EXTRACTED TEXT:
__________________________________________________

Delayed rediversification of the marine fauna . The Early Triassic aftermath of end-
Permian mass extinction poses its own set of questions, some of which potentially
provide new perspective on the extinction event itself. Given the magnitude of biological
disturbance, it is not surprising that basal Triassic rocks are paleontologically
depauperate. What is surprising is that the exceptional features of the earliest Triassic
biosphere persisted for four to six million years; true ecosystem recovery really didn't
begin until the Middle Triassic (Erwin 2001).
Early Triassic marine diversity was lower than at any previous time since the
Cambrian Period. Characteristically, Early Triassic faunas consist of small, lightly
skeletonized survivors, many with apparently cosmopolitan distributions (Schubert and
Bottjer 1995; Rodland and Bottjer 2001). The gastropods, bivalves, and ostracodes found
in local abundance in Lower Triassic carbonates are commonly only 1-2 mm long
(Lehrmann et al. 2003); ammonoid cephalopods and calciate brachiopods were similarly
small and thin walled. Echinoderm debris formed bioclastic sands, but individual crinoid
columnals and skeletal plates are tiny. Calcified red and green algae were important
carbonate producers in both Late Permian and later Triassic seaways, but with one high
paleolatitude exception (Wignall et al. 1998), neither is known from Lower Triassic rocks
(Flügel 2002). Similarly, all Paleozoic corals disappeared by the end of the Permian, and
the scleractinian corals that would rise to ecological prominence in Mesozoic and
Cenozoic ecosystems appear only in Middle Triassic rocks (Stanley 2003), apparently
evolving carbonate skeletons de novo in at least two distinct actinarian stocks (Romano
and Cairns 2000). Thus, no metazoan or algal reefs are known from Lower Triassic
rocks. In contrast, microbialites and precipitated carbonates less obviously formed under
microbial influence are relatively widely distributed (Schubert and Bottjer 1992; Baud et
al. 1997; Kershaw et al. 2002; Lehrmann et al. 1993).

__________________________________________________

(Dataset entries)

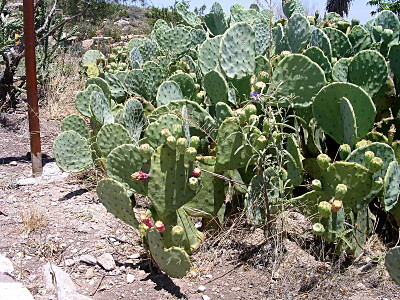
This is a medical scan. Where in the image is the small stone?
[64,259,75,267]
[85,268,94,279]
[128,253,140,259]
[0,254,14,274]
[97,253,117,271]
[197,285,206,293]
[79,254,97,265]
[126,274,135,283]
[356,282,367,290]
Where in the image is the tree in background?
[368,0,400,17]
[326,0,353,17]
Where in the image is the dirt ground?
[0,111,400,300]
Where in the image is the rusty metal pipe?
[23,0,43,177]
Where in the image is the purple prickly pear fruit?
[176,138,187,153]
[364,151,375,166]
[243,104,257,120]
[140,213,154,228]
[172,124,182,139]
[186,147,197,161]
[317,154,331,171]
[155,221,165,233]
[356,140,371,149]
[190,135,200,149]
[189,177,199,191]
[248,115,259,127]
[131,171,149,181]
[335,183,347,200]
[331,200,343,213]
[161,128,172,140]
[311,179,322,191]
[318,201,332,218]
[235,108,246,125]
[140,144,154,160]
[166,135,176,150]
[192,168,201,177]
[313,223,325,235]
[256,135,268,151]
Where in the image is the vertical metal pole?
[23,0,43,176]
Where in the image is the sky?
[148,0,375,24]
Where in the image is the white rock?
[197,285,206,293]
[0,254,14,274]
[126,274,135,283]
[64,259,75,267]
[0,283,35,300]
[43,263,91,300]
[79,254,97,265]
[97,253,117,271]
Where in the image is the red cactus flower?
[131,171,149,181]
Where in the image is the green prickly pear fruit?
[243,104,257,120]
[313,223,325,235]
[154,221,165,233]
[371,177,384,191]
[192,168,201,177]
[317,154,331,171]
[248,115,259,127]
[339,144,351,160]
[331,200,343,213]
[195,91,206,104]
[188,177,200,191]
[172,124,182,139]
[161,128,172,140]
[190,135,200,149]
[171,225,184,247]
[235,108,246,125]
[335,183,347,200]
[186,147,197,161]
[318,201,332,218]
[311,179,322,191]
[140,144,154,160]
[381,28,393,44]
[351,18,361,26]
[256,135,268,151]
[257,71,269,83]
[194,83,201,94]
[367,156,383,173]
[176,138,187,153]
[166,135,176,150]
[263,118,274,134]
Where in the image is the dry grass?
[19,208,47,234]
[42,53,84,120]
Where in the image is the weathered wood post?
[23,0,43,176]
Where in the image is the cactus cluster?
[54,0,400,277]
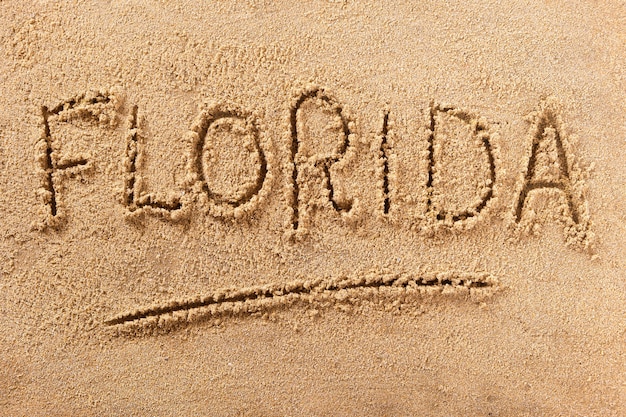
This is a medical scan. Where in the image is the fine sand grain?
[0,0,626,416]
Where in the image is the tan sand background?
[0,0,626,416]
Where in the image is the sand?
[0,0,626,416]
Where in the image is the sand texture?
[0,0,626,416]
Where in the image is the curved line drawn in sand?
[426,103,496,222]
[188,103,270,217]
[34,92,118,230]
[289,87,352,231]
[104,271,500,326]
[514,97,591,246]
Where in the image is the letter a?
[515,99,582,225]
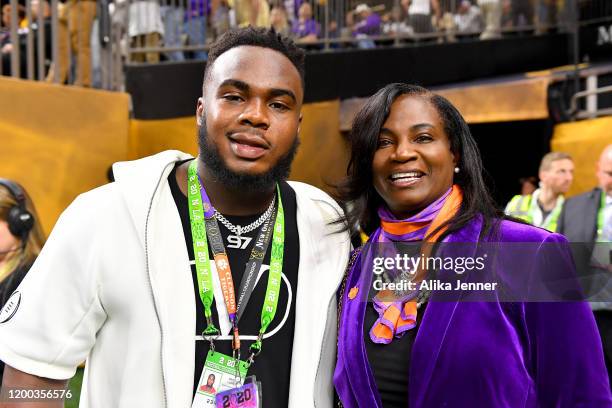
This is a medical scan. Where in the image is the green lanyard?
[597,190,606,239]
[187,159,285,362]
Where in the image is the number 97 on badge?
[215,376,261,408]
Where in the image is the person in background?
[0,0,52,78]
[407,0,441,34]
[229,0,270,27]
[160,1,185,61]
[478,0,502,40]
[455,0,482,34]
[519,176,538,195]
[557,144,612,388]
[47,0,96,88]
[211,0,231,38]
[0,179,45,383]
[505,152,574,232]
[270,6,291,37]
[291,3,320,43]
[128,0,164,64]
[184,0,212,60]
[382,6,412,35]
[353,4,382,35]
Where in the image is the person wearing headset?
[0,178,45,381]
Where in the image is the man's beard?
[198,121,300,192]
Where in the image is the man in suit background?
[557,144,612,384]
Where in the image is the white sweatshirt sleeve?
[0,197,106,379]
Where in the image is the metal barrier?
[0,0,612,90]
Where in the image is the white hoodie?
[0,151,350,408]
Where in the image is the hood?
[113,150,193,242]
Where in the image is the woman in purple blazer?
[334,84,612,408]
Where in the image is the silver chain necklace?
[215,198,275,237]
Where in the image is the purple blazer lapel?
[408,217,482,407]
[334,234,382,408]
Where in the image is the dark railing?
[0,0,612,90]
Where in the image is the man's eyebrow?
[410,123,434,130]
[270,88,297,103]
[219,79,251,92]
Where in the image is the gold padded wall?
[0,77,129,234]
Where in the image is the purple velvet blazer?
[334,219,612,408]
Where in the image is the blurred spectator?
[478,0,502,40]
[382,6,413,35]
[0,4,28,54]
[270,6,291,37]
[353,4,382,49]
[519,176,538,195]
[0,0,52,78]
[340,11,355,38]
[291,3,320,43]
[128,0,164,63]
[184,0,211,60]
[455,0,482,34]
[47,0,96,87]
[535,0,557,34]
[505,152,574,232]
[408,0,441,34]
[229,0,270,27]
[501,0,514,29]
[511,0,533,28]
[211,0,231,37]
[160,0,185,61]
[353,4,382,35]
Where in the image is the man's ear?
[196,97,204,127]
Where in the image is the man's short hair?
[540,152,574,171]
[204,26,305,87]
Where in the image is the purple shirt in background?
[291,18,319,38]
[353,13,382,35]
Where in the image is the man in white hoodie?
[0,28,350,408]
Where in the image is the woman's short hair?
[0,184,45,282]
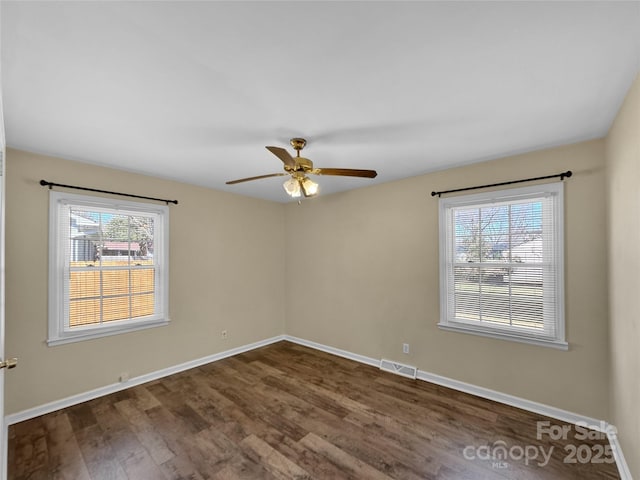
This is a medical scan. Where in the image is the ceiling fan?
[227,138,378,198]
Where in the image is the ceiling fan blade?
[311,168,378,178]
[226,173,289,185]
[265,147,296,168]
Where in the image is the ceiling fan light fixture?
[300,177,320,197]
[282,177,302,198]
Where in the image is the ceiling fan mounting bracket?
[289,138,307,155]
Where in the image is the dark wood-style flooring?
[9,342,619,480]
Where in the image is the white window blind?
[49,192,168,344]
[439,183,566,348]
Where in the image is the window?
[438,183,568,349]
[48,191,169,345]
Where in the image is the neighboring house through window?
[438,182,568,349]
[48,191,169,345]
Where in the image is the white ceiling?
[0,1,640,201]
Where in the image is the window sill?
[47,319,169,347]
[438,322,569,351]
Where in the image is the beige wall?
[5,149,285,414]
[6,140,609,424]
[606,72,640,478]
[286,140,609,418]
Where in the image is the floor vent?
[380,358,418,380]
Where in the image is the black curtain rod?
[431,170,573,197]
[40,180,178,205]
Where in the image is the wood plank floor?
[9,342,619,480]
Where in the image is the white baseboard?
[607,429,633,480]
[284,335,633,480]
[4,335,285,431]
[3,335,633,480]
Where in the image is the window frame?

__________________________________________________

USING THE INFORMATION:
1. Copy the passage on Early Triassic marine fauna word for word, from "Delayed rediversification of" to "Triassic (Erwin 2001).".
2. Continue the passage on the slow recovery of marine life after the end-Permian extinction from the point where it stops.
You won't need the rows for any of this.

TASK-BY-TASK RESULTS:
1.
Delayed rediversification of the marine fauna . The Early Triassic aftermath of end-
Permian mass extinction poses its own set of questions, some of which potentially
provide new perspective on the extinction event itself. Given the magnitude of biological
disturbance, it is not surprising that basal Triassic rocks are paleontologically
depauperate. What is surprising is that the exceptional features of the earliest Triassic
biosphere persisted for four to six million years; true ecosystem recovery really didn't
begin until the Middle Triassic (Erwin 2001).

2.
The paucity of skeletal remains doesn't mean that carbonates are rare in Lower
Triassic successions; in fact Lower Triassic limestones and dolomites are widespread and
regionally thick. Facies development, however, resembles that of Neoproterozoic basins,
as well as Upper Cambrian successions that have similarly limited contributions from
skeletal algae and animals—carbonate mudstones, generated at least in part by whitings,
and oolites occur along with the microbialites noted in the previous paragraph.